>> begin Dataset entries

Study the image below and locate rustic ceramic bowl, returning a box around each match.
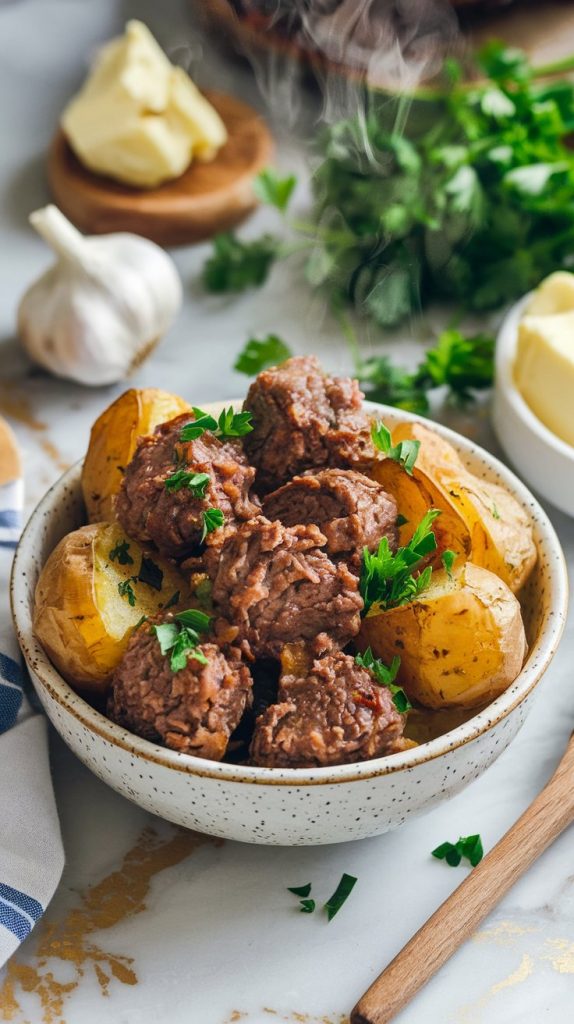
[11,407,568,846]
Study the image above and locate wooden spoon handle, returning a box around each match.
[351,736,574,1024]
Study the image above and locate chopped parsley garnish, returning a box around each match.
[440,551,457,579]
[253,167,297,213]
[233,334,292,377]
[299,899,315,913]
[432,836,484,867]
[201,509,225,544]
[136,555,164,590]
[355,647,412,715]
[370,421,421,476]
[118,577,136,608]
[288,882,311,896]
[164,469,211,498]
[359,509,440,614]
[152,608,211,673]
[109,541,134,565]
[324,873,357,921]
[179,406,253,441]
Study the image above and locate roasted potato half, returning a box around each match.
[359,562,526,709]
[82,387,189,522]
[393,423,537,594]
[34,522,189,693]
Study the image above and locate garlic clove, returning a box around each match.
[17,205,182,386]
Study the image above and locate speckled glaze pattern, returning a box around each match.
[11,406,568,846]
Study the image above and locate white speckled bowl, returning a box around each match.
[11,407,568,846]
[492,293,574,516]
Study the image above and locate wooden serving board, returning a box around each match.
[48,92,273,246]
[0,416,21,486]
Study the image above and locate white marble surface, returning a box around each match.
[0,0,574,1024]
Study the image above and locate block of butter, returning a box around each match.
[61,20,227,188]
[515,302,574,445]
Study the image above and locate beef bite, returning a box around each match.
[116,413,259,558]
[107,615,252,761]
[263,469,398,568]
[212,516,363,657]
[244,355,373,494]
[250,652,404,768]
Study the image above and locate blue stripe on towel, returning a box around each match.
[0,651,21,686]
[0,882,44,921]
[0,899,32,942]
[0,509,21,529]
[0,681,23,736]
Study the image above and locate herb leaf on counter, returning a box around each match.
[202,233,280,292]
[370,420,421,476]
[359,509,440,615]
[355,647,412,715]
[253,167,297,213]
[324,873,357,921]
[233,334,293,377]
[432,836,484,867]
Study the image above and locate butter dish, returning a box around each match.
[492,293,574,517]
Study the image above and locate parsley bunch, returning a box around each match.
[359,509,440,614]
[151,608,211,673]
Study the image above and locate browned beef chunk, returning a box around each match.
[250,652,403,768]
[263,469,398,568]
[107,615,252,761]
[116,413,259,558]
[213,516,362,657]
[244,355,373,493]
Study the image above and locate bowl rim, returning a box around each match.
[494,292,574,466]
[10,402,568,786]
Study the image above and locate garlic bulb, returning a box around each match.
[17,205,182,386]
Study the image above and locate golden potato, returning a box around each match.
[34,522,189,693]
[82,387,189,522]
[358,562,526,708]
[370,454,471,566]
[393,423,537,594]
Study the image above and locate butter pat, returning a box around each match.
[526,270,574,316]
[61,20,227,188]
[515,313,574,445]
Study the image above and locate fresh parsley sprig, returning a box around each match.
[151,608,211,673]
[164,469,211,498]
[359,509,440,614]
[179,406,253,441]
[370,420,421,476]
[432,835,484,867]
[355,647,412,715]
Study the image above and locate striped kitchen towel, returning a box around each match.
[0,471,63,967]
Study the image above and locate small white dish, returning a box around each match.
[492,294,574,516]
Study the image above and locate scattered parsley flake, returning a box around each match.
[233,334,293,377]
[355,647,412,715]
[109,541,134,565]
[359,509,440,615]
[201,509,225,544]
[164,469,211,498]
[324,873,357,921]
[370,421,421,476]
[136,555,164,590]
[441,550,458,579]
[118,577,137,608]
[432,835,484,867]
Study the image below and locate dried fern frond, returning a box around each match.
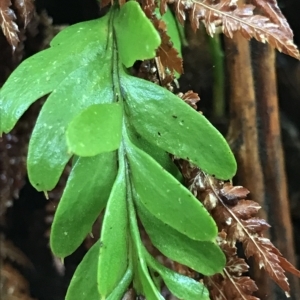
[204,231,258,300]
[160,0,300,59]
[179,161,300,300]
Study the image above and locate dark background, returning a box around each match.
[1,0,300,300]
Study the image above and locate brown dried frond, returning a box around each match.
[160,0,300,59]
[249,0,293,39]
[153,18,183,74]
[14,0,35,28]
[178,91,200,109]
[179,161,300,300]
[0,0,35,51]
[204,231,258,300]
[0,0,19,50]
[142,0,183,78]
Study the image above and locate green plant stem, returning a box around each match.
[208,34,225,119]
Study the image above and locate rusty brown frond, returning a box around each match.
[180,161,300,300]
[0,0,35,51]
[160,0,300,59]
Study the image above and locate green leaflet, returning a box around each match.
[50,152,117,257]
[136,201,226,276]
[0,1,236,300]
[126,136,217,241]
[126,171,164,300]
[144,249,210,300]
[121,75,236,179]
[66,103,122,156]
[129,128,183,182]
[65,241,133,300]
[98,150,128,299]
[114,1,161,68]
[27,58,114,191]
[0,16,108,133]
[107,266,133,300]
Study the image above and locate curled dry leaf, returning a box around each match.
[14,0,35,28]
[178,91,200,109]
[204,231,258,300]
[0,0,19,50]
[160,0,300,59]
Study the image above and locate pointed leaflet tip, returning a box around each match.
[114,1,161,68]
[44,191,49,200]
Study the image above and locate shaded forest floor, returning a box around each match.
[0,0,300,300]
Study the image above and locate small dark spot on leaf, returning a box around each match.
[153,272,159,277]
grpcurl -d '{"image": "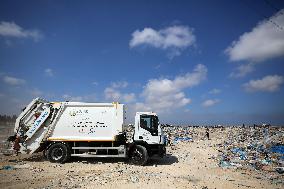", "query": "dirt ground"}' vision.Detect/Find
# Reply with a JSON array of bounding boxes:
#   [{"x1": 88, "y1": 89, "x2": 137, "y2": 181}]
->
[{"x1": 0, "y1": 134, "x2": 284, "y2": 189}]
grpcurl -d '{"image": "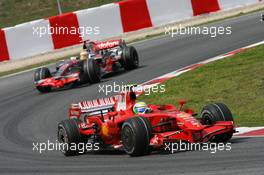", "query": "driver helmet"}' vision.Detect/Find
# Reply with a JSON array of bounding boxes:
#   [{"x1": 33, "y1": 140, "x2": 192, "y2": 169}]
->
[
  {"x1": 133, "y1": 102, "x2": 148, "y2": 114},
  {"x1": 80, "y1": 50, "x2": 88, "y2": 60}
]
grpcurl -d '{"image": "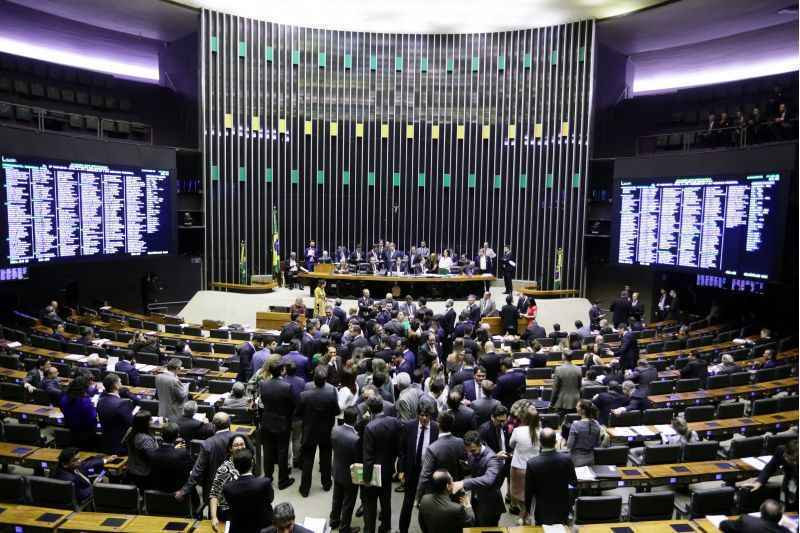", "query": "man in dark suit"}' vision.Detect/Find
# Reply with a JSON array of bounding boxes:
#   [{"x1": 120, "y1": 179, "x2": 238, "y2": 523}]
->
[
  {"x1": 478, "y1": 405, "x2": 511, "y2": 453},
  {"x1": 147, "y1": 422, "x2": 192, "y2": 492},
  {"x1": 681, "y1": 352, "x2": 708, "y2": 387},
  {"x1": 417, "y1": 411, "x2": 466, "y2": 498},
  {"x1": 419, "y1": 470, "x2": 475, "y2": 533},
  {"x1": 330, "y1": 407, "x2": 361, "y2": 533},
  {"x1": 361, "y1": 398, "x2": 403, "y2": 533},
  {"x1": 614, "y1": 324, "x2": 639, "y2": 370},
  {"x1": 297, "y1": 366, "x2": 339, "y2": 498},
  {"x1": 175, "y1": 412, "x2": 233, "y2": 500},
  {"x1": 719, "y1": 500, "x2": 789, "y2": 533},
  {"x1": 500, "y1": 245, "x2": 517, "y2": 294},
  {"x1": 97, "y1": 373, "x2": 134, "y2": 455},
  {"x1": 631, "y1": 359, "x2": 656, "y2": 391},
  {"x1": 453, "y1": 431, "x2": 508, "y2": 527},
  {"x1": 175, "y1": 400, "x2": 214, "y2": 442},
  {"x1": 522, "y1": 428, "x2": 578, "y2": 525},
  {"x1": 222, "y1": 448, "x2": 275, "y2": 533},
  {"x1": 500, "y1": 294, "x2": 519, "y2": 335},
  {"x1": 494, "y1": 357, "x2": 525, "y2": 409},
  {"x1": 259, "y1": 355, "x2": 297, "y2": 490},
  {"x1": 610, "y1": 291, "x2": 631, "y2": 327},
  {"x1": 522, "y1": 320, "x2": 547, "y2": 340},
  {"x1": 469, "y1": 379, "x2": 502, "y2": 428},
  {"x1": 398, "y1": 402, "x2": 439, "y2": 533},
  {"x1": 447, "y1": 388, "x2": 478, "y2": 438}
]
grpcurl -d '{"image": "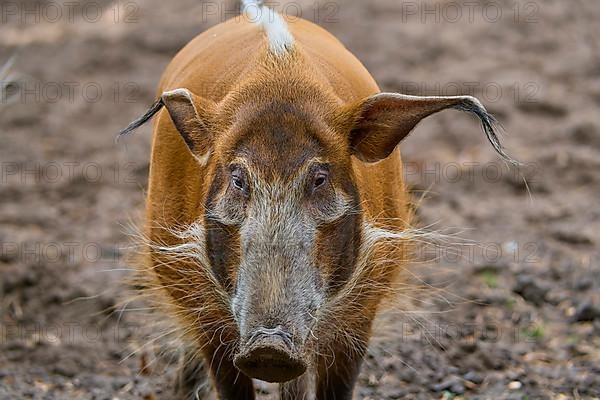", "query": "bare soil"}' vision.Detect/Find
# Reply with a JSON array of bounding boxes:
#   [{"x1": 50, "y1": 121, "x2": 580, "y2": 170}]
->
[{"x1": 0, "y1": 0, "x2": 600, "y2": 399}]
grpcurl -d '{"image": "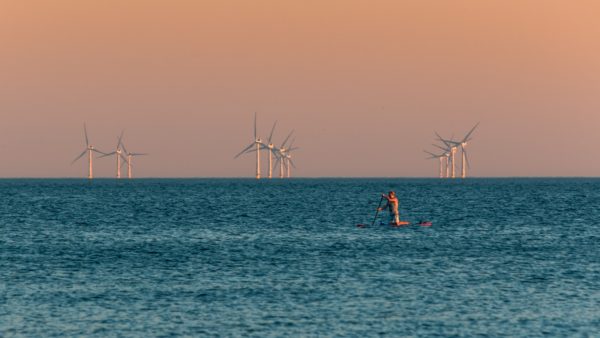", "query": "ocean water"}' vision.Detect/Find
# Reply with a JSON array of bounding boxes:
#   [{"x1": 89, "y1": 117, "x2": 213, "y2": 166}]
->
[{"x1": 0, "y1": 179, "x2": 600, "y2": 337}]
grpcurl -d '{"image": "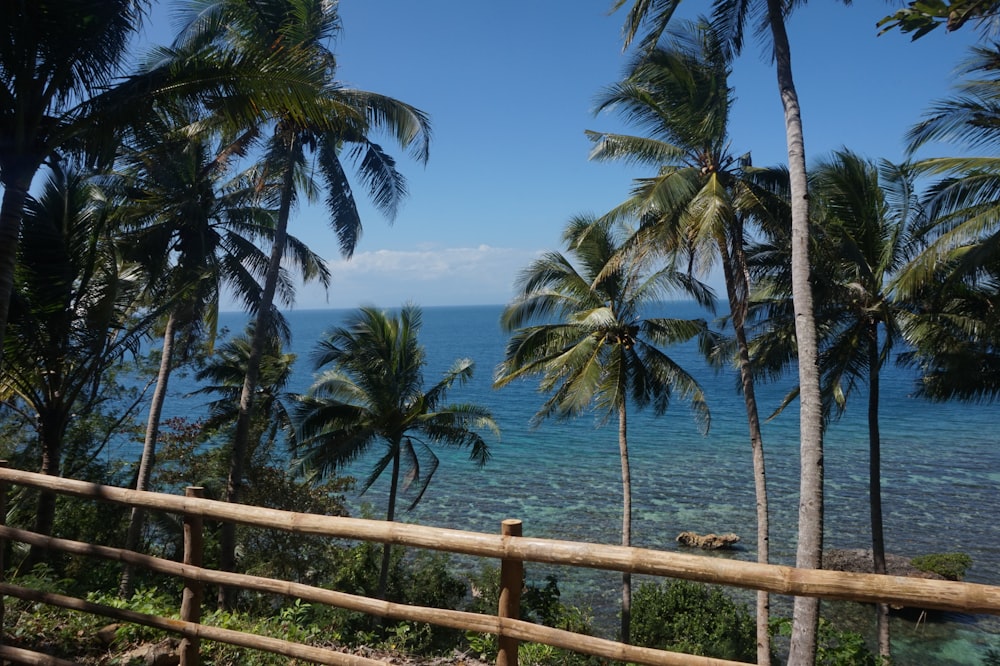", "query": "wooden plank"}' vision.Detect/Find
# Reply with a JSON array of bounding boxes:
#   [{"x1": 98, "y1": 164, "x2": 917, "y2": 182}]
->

>> end Dataset entries

Stated exercise » Reproduce word for word the stretch of the items from the line containing "Study the image above and locate garlic bulb, returning" through the line containing "[1,0,300,300]", including both of those lines. Leave the pictures out of your answer.

Task output »
Study the image above and locate garlic bulb, returning a box around each match.
[17,205,182,386]
Study the image above and locate golden potato, returning a box around each match.
[34,522,189,693]
[82,387,189,522]
[358,562,526,708]
[370,454,471,566]
[393,423,537,594]
Study the image above and locate butter pat, returning a box around each match.
[526,270,574,316]
[61,20,227,188]
[515,313,574,445]
Study the image above and locate fresh parsley sprig, returning a box around each match.
[151,608,211,673]
[164,469,211,498]
[359,509,440,614]
[179,406,253,441]
[370,420,421,476]
[432,835,484,867]
[355,647,412,715]
Study the image above and locate striped kitchen towel, returning a box around each match.
[0,471,63,967]
Study the image above and locate small white dish, returning a box around each match.
[492,294,574,516]
Study the image above and locate scattered parsley flake, returning a box around each match.
[233,334,293,377]
[355,647,412,715]
[109,541,134,565]
[359,509,440,615]
[201,509,225,544]
[164,469,211,498]
[324,873,357,921]
[370,421,421,476]
[136,555,164,590]
[441,550,458,579]
[118,577,137,608]
[432,835,484,867]
Study the image below and locate dried fern frond, returning a box around each match.
[204,231,258,300]
[160,0,300,59]
[179,161,300,300]
Study the image above and locate dark background, returning a box around each match.
[1,0,300,300]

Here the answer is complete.